EXERCISE AIM >>
Rewrite the lines of the records from the line containing "TASK = place a pin on each instance of the hanging" through the end of the records, requests included, adding -39 to every coordinate in the answers. Omit the pictures from your reply.

======

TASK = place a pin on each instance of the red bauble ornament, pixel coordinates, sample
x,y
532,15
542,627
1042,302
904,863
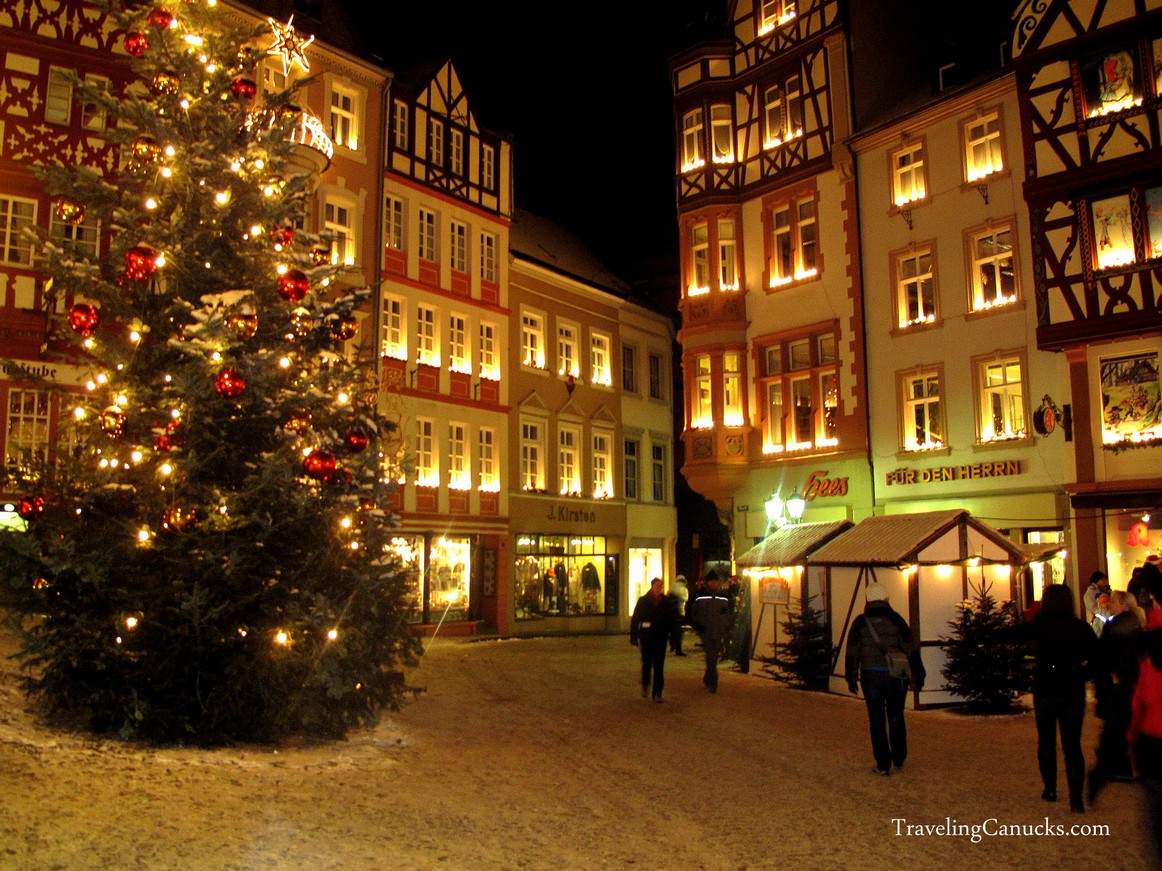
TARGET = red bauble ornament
x,y
294,286
30,506
160,19
141,263
282,236
357,439
84,317
320,465
344,328
230,383
243,90
136,43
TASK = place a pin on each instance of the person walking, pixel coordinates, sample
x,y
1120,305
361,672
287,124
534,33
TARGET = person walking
x,y
1064,649
874,634
710,616
1113,682
681,594
652,630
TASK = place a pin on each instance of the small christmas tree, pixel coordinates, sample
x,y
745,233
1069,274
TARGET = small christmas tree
x,y
206,548
804,657
982,668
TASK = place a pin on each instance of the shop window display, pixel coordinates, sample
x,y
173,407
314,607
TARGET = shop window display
x,y
560,576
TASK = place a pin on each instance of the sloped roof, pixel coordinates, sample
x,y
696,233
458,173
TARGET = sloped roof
x,y
895,539
791,545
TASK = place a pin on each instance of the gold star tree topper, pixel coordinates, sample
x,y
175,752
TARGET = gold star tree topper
x,y
289,45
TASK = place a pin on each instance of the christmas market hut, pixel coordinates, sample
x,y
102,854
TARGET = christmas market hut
x,y
930,562
777,578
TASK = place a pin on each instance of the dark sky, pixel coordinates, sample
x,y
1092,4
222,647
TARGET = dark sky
x,y
583,91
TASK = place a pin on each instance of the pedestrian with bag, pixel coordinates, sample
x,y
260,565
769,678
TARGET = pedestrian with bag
x,y
652,630
883,660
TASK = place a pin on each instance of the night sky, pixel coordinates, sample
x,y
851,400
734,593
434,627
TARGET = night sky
x,y
585,94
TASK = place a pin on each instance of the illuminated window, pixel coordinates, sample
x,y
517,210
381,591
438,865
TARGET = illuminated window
x,y
703,409
1112,231
1002,400
15,217
488,257
660,472
486,448
568,462
80,239
27,438
435,142
459,246
982,146
427,342
629,368
93,115
58,96
395,342
800,382
487,346
908,174
794,242
338,222
722,134
532,455
599,360
394,210
532,339
344,117
923,424
488,167
427,459
458,152
632,454
994,279
1111,81
655,376
700,254
458,359
401,126
916,293
691,141
602,463
732,390
727,256
567,362
429,249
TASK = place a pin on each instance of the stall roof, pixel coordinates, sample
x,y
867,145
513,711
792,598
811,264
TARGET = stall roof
x,y
895,539
791,545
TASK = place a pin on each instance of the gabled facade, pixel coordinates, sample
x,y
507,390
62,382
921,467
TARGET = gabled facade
x,y
952,328
772,314
1089,87
443,343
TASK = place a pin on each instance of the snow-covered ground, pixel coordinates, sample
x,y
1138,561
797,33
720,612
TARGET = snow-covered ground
x,y
540,754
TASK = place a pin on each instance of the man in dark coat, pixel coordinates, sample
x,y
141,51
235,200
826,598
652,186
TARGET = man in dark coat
x,y
711,617
866,662
654,627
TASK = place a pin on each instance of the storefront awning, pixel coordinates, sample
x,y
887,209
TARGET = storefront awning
x,y
897,540
791,545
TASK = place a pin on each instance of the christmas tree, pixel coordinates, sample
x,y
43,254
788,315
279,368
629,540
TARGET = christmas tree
x,y
804,657
206,554
981,667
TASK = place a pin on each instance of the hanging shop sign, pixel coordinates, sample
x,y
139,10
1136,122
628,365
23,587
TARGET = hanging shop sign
x,y
1005,468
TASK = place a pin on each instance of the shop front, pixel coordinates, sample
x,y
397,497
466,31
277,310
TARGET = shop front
x,y
567,566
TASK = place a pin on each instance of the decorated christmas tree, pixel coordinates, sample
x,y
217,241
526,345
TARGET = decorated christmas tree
x,y
988,671
206,547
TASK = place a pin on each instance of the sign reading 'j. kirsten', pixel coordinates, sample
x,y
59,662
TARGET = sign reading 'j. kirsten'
x,y
954,473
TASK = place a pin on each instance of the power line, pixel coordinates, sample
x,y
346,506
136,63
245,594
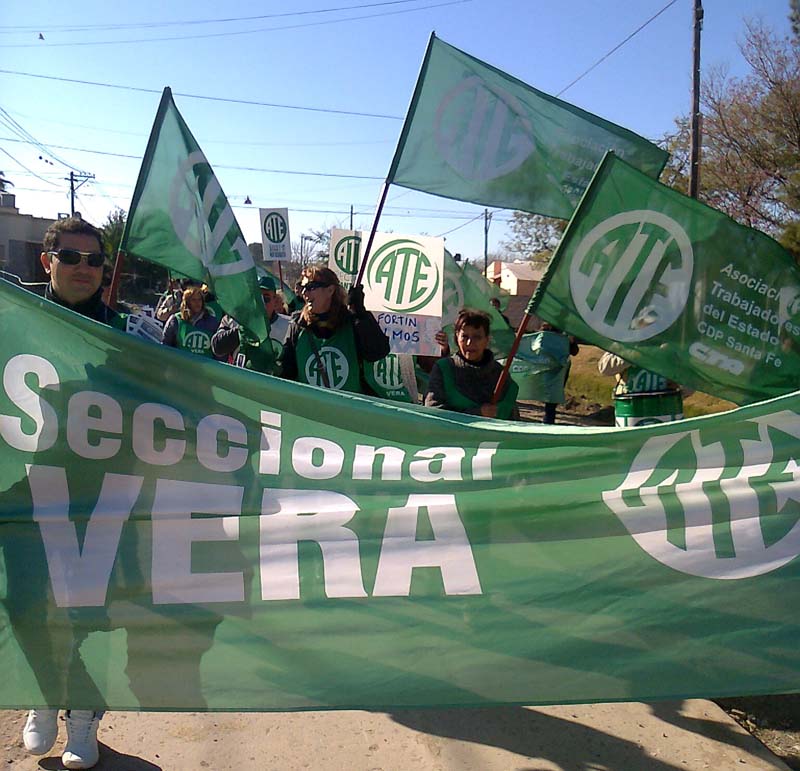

======

TASK SOLUTION >>
TASK = place a pin on each instance of the hanging shop sign, pixel coordinates, sample
x,y
139,10
1136,122
628,365
23,587
TARGET = hanging shop sign
x,y
966,429
TASK = place a pin on each instance of the shop front, pixel coordinates, sample
x,y
397,497
466,31
277,310
TARGET = shop front
x,y
528,527
TASK = place a pin on each instance of the decorated christmas tree, pixel coordinates, sample
x,y
217,241
526,345
TARGET = decorated christmas tree
x,y
949,632
167,508
TASK = place a pin on each instance of the sign reading 'j. kirsten', pixel coordinates, sample
x,y
59,662
TARGET = sign reading 'j. kirsten'
x,y
915,434
TASK = place a pin on each instance of the power line, pixel coordinates, sample
x,y
346,506
136,63
245,594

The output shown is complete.